Your objective: Put all the rows below into a numbered list, leaving out any blank lines.

Listing:

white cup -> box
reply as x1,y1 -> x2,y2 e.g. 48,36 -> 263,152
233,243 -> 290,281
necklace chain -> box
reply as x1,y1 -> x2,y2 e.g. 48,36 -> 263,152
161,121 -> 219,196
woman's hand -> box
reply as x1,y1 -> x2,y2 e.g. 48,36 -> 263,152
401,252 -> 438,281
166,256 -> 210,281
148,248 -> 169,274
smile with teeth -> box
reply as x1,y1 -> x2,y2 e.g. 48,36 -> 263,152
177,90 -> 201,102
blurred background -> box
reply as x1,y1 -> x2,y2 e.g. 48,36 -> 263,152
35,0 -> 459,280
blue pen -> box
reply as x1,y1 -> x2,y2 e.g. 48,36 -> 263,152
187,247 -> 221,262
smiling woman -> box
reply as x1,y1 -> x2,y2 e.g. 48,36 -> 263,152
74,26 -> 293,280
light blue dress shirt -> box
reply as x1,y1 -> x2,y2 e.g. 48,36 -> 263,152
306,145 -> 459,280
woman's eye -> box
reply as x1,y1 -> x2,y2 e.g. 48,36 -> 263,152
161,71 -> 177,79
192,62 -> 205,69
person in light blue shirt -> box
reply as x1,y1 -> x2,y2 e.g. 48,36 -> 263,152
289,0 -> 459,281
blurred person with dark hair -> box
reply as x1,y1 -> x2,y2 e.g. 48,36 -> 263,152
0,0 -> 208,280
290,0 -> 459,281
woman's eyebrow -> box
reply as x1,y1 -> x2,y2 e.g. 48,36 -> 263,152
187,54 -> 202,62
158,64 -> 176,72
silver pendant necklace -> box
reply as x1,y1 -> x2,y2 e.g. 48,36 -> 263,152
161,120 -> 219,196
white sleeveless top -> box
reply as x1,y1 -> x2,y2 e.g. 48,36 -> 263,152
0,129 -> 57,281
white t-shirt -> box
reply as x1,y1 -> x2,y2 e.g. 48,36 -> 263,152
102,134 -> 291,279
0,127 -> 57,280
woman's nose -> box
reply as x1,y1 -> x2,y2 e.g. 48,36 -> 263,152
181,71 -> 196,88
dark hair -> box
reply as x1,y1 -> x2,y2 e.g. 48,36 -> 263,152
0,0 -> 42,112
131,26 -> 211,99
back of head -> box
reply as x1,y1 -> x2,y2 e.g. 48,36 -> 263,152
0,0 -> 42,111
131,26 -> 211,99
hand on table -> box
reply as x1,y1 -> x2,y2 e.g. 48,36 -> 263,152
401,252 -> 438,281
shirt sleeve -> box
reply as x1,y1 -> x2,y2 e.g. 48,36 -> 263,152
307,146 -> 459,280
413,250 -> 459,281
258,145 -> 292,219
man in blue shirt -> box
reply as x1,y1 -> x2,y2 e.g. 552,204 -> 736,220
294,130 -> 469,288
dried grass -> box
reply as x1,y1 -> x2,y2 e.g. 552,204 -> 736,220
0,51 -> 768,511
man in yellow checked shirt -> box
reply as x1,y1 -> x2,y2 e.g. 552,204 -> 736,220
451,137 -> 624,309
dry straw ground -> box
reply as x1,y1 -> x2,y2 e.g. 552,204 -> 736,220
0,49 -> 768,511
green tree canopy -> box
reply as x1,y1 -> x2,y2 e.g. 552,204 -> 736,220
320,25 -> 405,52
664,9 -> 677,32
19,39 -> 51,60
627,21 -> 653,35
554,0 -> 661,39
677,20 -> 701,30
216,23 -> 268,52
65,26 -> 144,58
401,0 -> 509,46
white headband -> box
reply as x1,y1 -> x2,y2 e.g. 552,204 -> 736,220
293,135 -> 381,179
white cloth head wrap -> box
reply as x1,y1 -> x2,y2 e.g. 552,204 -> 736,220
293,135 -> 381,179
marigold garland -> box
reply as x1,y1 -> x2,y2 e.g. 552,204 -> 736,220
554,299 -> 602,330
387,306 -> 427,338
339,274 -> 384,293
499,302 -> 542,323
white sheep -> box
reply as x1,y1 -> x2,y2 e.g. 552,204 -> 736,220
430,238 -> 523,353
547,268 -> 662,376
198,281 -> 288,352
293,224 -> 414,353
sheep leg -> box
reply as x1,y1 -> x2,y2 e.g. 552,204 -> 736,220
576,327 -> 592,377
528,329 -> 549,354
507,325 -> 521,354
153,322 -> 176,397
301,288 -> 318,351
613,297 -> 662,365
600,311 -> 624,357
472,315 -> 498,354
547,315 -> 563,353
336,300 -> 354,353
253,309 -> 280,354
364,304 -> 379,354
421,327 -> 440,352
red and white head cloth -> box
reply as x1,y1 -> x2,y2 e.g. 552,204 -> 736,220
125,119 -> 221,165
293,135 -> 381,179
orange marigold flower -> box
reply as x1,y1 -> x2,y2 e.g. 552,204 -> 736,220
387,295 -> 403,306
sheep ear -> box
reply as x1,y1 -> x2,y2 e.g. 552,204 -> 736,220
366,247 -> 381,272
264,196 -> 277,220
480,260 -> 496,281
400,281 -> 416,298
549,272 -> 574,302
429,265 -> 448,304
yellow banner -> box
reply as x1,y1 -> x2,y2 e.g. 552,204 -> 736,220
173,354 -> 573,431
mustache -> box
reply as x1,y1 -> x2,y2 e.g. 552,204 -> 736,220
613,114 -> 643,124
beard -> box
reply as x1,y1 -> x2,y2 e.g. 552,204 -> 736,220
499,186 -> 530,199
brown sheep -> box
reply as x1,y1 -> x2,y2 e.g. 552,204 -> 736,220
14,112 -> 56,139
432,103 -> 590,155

Result:
1. white cup -> box
2. reply as x1,y1 -> x2,y2 e.g. 48,36 -> 263,152
3. 233,243 -> 290,281
4. necklace chain -> box
5. reply as x1,y1 -> x2,y2 e.g. 48,36 -> 263,152
6. 161,121 -> 219,196
7. woman's hand -> box
8. reply as x1,y1 -> x2,y2 e.g. 48,36 -> 263,152
9. 401,252 -> 438,281
10. 166,256 -> 210,281
11. 148,248 -> 169,274
12. smile with teeth -> box
13. reply as x1,y1 -> x2,y2 e.g. 48,36 -> 263,152
14. 177,90 -> 201,102
15. blurred background -> box
16. reply as x1,y1 -> x2,y2 e.g. 48,36 -> 263,152
17. 35,0 -> 459,280
18. blue pen -> box
19. reply as x1,y1 -> x2,y2 e.g. 48,36 -> 263,152
20. 187,247 -> 221,262
21. smiling woman -> box
22. reply as x1,y1 -> x2,y2 e.g. 48,36 -> 263,152
23. 74,26 -> 293,280
24. light blue dress shirt -> box
25. reply as x1,y1 -> x2,y2 e.g. 48,36 -> 263,152
26. 306,145 -> 459,280
27. woman's eye -> box
28. reply as x1,y1 -> x2,y2 e.g. 48,36 -> 263,152
29. 161,71 -> 177,79
30. 192,62 -> 205,69
31. person in light blue shirt -> box
32. reply as x1,y1 -> x2,y2 e.g. 48,36 -> 263,152
33. 289,0 -> 459,281
34. blurred person with dark hair -> box
35. reply as x1,y1 -> x2,y2 e.g. 48,36 -> 263,152
36. 0,0 -> 208,280
37. 290,0 -> 459,281
38. woman's eyebrow -> box
39. reply as x1,y1 -> x2,y2 e.g. 48,36 -> 263,152
40. 187,54 -> 202,62
41. 158,64 -> 176,72
42. silver pendant necklace -> box
43. reply as x1,y1 -> x2,y2 e.g. 48,36 -> 263,152
44. 161,120 -> 219,196
45. white sleeveless top -> box
46. reply as x1,y1 -> x2,y2 e.g. 48,36 -> 263,152
47. 0,129 -> 57,281
48. white t-shirt -> box
49. reply as x1,y1 -> x2,y2 e.g. 48,36 -> 263,152
50. 102,134 -> 291,279
51. 0,127 -> 57,280
52. woman's nose -> box
53. reply as x1,y1 -> x2,y2 e.g. 48,36 -> 263,152
54. 181,71 -> 196,88
55. dark hair -> box
56. reply as x1,y1 -> x2,y2 e.g. 48,36 -> 263,152
57. 0,0 -> 42,112
58. 131,26 -> 211,99
59. back of head -> box
60. reply as x1,y1 -> x2,y2 e.g. 48,36 -> 263,152
61. 0,0 -> 42,111
62. 131,26 -> 211,99
63. hand on table -> box
64. reply as x1,y1 -> x2,y2 e.g. 48,36 -> 263,152
65. 401,252 -> 438,281
66. shirt sleeve -> box
67. reply as x1,y1 -> x2,y2 e.g. 48,36 -> 263,152
68. 307,146 -> 459,280
69. 413,250 -> 459,281
70. 258,145 -> 292,219
71. man in blue shirt -> box
72. reply as x1,y1 -> x2,y2 e.g. 552,204 -> 736,220
73. 294,130 -> 469,288
74. dried grass -> box
75. reply as x1,y1 -> x2,y2 e.g. 552,204 -> 736,220
76. 0,51 -> 768,511
77. man in yellow checked shirt -> box
78. reply as x1,y1 -> x2,y2 e.g. 552,204 -> 736,220
79. 451,137 -> 624,309
80. dry straw ground -> box
81. reply as x1,y1 -> x2,y2 e.g. 552,204 -> 736,220
82. 0,49 -> 768,511
83. green tree canopy -> box
84. reply as x1,y1 -> x2,y2 e.g. 552,204 -> 736,220
85. 320,25 -> 405,52
86. 664,9 -> 677,32
87. 19,39 -> 51,60
88. 627,21 -> 653,35
89. 554,0 -> 661,39
90. 677,20 -> 701,30
91. 216,23 -> 268,52
92. 65,26 -> 144,58
93. 401,0 -> 509,46
94. white headband -> box
95. reply as x1,y1 -> x2,y2 e.g. 552,204 -> 736,220
96. 293,135 -> 381,179
97. white cloth head wrap -> box
98. reply as x1,y1 -> x2,y2 e.g. 552,204 -> 736,220
99. 293,135 -> 381,179
100. marigold garland -> box
101. reply as x1,y1 -> x2,y2 e.g. 552,204 -> 736,220
102. 554,299 -> 602,330
103. 387,306 -> 427,338
104. 339,274 -> 384,293
105. 499,302 -> 542,323
106. white sheep -> box
107. reply as x1,y1 -> x2,y2 e.g. 552,204 -> 736,220
108. 430,238 -> 523,353
109. 547,268 -> 662,376
110. 198,281 -> 288,352
111. 293,224 -> 414,353
112. sheep leg -> box
113. reply as x1,y1 -> x2,y2 e.g. 552,204 -> 736,220
114. 576,327 -> 592,377
115. 528,329 -> 549,354
116. 507,325 -> 521,354
117. 153,322 -> 176,397
118. 301,288 -> 318,351
119. 613,297 -> 662,365
120. 600,311 -> 624,357
121. 472,315 -> 498,354
122. 547,315 -> 563,353
123. 336,300 -> 354,353
124. 253,309 -> 280,354
125. 364,304 -> 379,354
126. 421,327 -> 440,352
127. red and white head cloth -> box
128. reply as x1,y1 -> x2,y2 e.g. 552,204 -> 736,220
129. 125,119 -> 221,165
130. 293,135 -> 381,179
131. orange marigold flower -> box
132. reply as x1,y1 -> x2,y2 e.g. 552,204 -> 736,220
133. 387,295 -> 403,306
134. sheep ear -> box
135. reply as x1,y1 -> x2,y2 e.g. 552,204 -> 736,220
136. 366,247 -> 381,272
137. 264,196 -> 277,220
138. 480,260 -> 496,281
139. 400,281 -> 416,298
140. 549,272 -> 574,302
141. 429,265 -> 448,304
142. yellow banner -> box
143. reply as x1,y1 -> x2,y2 e.g. 552,204 -> 736,220
144. 173,354 -> 573,431
145. mustache -> box
146. reply as x1,y1 -> x2,y2 e.g. 552,204 -> 736,220
147. 613,114 -> 643,124
148. beard -> box
149. reply as x1,y1 -> x2,y2 e.g. 552,204 -> 736,220
150. 499,186 -> 530,199
151. brown sheep -> box
152. reply as x1,y1 -> x2,y2 e.g. 552,204 -> 736,220
153. 14,112 -> 56,139
154. 432,103 -> 590,155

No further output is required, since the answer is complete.